# EXERCISE OBJECTIVE
An exact transcription is needed of the lines below from the one with "Target: red cable" through the one with "Target: sky", with no other lines and no pictures.
····················
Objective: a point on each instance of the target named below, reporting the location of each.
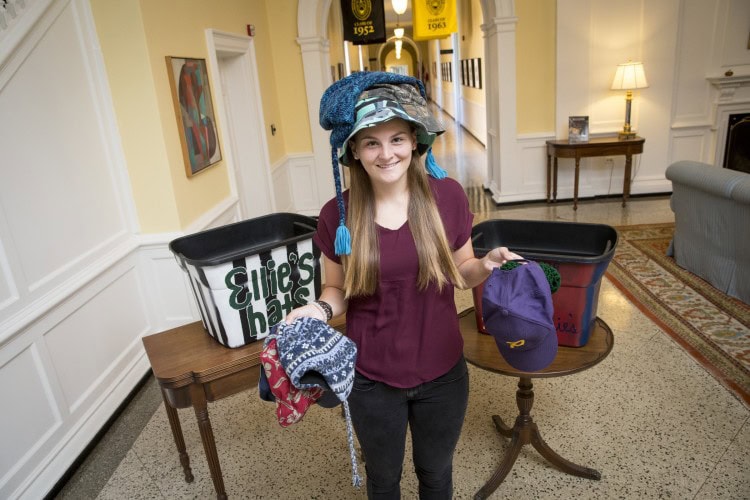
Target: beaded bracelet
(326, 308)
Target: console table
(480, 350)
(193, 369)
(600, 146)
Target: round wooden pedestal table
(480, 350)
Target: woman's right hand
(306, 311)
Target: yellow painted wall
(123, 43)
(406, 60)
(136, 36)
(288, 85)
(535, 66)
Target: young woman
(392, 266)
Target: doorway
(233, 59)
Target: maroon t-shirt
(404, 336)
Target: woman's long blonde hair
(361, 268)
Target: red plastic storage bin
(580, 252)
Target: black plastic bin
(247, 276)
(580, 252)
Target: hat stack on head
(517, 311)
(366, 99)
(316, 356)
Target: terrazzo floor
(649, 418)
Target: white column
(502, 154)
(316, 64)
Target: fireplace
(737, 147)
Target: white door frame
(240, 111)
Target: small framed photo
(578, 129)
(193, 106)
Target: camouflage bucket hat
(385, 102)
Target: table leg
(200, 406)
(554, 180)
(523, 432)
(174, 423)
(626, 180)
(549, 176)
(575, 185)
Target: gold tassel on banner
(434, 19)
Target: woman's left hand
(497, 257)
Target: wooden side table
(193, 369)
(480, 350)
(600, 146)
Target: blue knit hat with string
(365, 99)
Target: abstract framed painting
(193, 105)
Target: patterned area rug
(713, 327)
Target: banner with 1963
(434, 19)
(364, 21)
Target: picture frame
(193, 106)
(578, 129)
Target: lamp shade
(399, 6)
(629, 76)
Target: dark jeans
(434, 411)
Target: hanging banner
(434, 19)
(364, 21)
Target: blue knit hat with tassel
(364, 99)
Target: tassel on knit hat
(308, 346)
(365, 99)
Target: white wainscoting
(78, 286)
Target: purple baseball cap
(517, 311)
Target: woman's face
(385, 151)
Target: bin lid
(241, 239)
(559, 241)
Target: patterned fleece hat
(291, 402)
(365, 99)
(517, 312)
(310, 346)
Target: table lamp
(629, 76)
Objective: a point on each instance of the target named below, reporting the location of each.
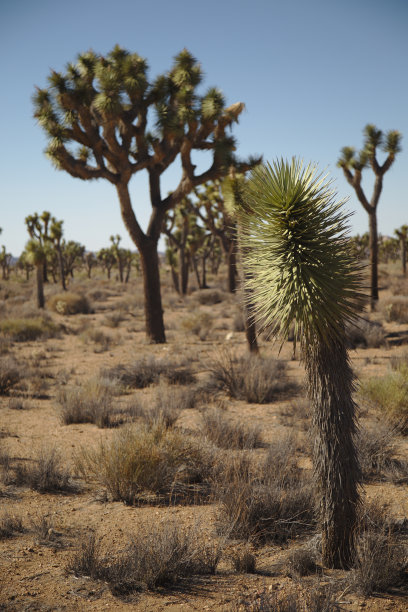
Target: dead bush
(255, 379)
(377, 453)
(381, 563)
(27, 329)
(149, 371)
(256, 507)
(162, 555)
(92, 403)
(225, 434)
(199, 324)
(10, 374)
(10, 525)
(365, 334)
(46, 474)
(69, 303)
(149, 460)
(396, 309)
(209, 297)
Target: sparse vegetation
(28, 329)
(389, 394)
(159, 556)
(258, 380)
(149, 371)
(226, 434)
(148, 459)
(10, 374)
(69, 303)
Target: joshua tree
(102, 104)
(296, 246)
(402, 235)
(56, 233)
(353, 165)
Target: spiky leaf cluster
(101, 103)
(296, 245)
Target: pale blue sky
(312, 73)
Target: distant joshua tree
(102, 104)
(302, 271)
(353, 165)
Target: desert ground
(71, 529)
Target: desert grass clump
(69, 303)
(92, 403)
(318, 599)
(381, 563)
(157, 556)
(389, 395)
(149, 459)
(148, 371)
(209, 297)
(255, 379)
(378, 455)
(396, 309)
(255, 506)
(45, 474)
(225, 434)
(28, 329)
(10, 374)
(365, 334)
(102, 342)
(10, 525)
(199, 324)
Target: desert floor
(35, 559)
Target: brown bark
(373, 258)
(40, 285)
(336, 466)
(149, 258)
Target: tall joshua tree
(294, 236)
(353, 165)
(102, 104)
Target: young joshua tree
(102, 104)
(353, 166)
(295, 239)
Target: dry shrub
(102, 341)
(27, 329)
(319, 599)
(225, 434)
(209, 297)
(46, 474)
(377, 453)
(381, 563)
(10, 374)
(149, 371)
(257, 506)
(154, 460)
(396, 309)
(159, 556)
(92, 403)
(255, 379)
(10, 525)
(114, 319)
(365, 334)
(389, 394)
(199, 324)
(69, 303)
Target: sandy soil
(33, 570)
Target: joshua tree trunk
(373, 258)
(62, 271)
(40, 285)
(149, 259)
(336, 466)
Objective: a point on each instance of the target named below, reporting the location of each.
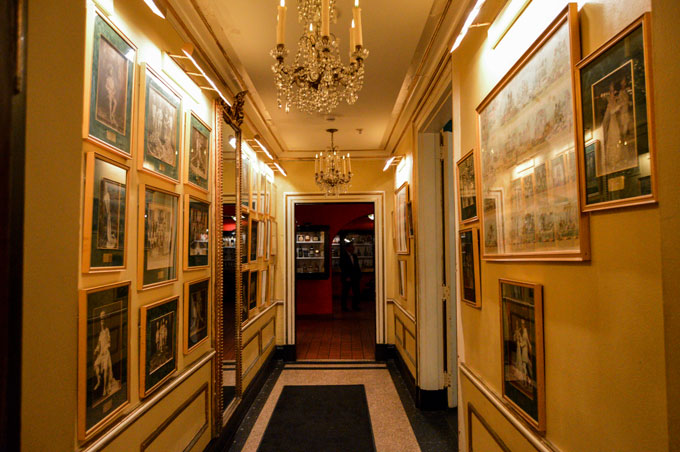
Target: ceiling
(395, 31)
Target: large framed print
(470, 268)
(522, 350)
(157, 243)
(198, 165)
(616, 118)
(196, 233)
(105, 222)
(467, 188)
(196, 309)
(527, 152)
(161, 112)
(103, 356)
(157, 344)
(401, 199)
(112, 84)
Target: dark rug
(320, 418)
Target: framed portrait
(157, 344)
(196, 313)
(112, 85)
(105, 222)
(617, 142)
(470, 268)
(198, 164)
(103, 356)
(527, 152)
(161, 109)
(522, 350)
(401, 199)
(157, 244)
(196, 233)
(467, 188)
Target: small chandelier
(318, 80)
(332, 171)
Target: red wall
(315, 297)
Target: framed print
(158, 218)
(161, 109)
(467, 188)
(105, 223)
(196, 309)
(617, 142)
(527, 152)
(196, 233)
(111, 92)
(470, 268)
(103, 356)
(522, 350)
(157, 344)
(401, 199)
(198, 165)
····················
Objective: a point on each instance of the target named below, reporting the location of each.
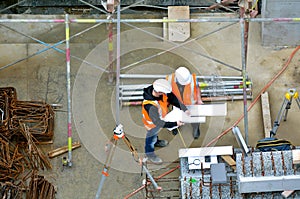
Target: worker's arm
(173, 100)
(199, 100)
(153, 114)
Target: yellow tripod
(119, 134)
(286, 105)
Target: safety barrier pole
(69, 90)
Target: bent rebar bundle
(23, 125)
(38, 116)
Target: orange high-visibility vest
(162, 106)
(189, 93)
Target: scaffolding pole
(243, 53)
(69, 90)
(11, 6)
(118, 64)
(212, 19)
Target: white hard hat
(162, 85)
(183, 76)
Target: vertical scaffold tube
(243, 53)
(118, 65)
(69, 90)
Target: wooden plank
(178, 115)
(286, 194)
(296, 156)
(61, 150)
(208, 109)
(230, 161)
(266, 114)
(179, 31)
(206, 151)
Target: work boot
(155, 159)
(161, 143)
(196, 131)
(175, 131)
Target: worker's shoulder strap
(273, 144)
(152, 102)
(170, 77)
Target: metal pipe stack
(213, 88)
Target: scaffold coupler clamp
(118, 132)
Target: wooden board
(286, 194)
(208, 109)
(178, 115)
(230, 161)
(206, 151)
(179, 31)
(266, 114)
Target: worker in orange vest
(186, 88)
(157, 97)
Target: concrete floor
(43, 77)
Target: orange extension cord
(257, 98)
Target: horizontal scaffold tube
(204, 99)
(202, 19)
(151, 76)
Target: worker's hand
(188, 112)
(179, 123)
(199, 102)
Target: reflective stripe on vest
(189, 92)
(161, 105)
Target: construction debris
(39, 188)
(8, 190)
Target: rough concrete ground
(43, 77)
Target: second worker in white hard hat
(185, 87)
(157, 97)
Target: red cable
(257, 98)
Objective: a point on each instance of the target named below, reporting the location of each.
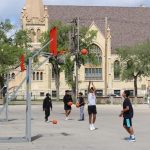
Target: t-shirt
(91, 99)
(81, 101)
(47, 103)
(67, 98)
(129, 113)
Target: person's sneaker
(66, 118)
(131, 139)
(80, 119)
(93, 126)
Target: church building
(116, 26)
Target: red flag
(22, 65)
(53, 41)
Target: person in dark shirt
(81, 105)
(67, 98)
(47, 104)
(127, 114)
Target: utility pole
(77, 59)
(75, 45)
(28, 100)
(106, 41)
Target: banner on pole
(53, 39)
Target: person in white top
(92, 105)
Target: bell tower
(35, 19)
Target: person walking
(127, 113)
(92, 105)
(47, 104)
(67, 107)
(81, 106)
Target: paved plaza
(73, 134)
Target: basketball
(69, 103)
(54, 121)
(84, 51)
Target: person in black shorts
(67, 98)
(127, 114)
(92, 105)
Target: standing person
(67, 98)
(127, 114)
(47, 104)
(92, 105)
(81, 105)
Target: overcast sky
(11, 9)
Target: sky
····················
# ANSWER FOR THE TASK
Target: red cable
(257, 98)
Objective: a point on each instance of the target named below, reporting the location of each.
Target: t-shirt
(91, 99)
(81, 101)
(47, 103)
(67, 98)
(129, 113)
Target: person's sneaker
(66, 118)
(131, 139)
(80, 119)
(93, 126)
Target: church building
(116, 26)
Target: red flag
(22, 65)
(53, 41)
Target: person in dark shirt
(81, 105)
(67, 98)
(47, 104)
(127, 114)
Target: utility pole
(77, 59)
(75, 45)
(28, 100)
(106, 41)
Target: banner on pole
(53, 39)
Target: person in white top
(92, 105)
Target: bell tower
(35, 19)
Target: person walking
(127, 113)
(92, 105)
(47, 104)
(67, 107)
(81, 106)
Target: paved plaza
(73, 134)
Target: basketball
(69, 103)
(54, 121)
(84, 51)
Target: person in black shorts
(67, 98)
(127, 114)
(92, 105)
Target: standing person
(67, 98)
(127, 114)
(47, 104)
(92, 105)
(81, 105)
Target: overcast sky
(11, 9)
Target: sky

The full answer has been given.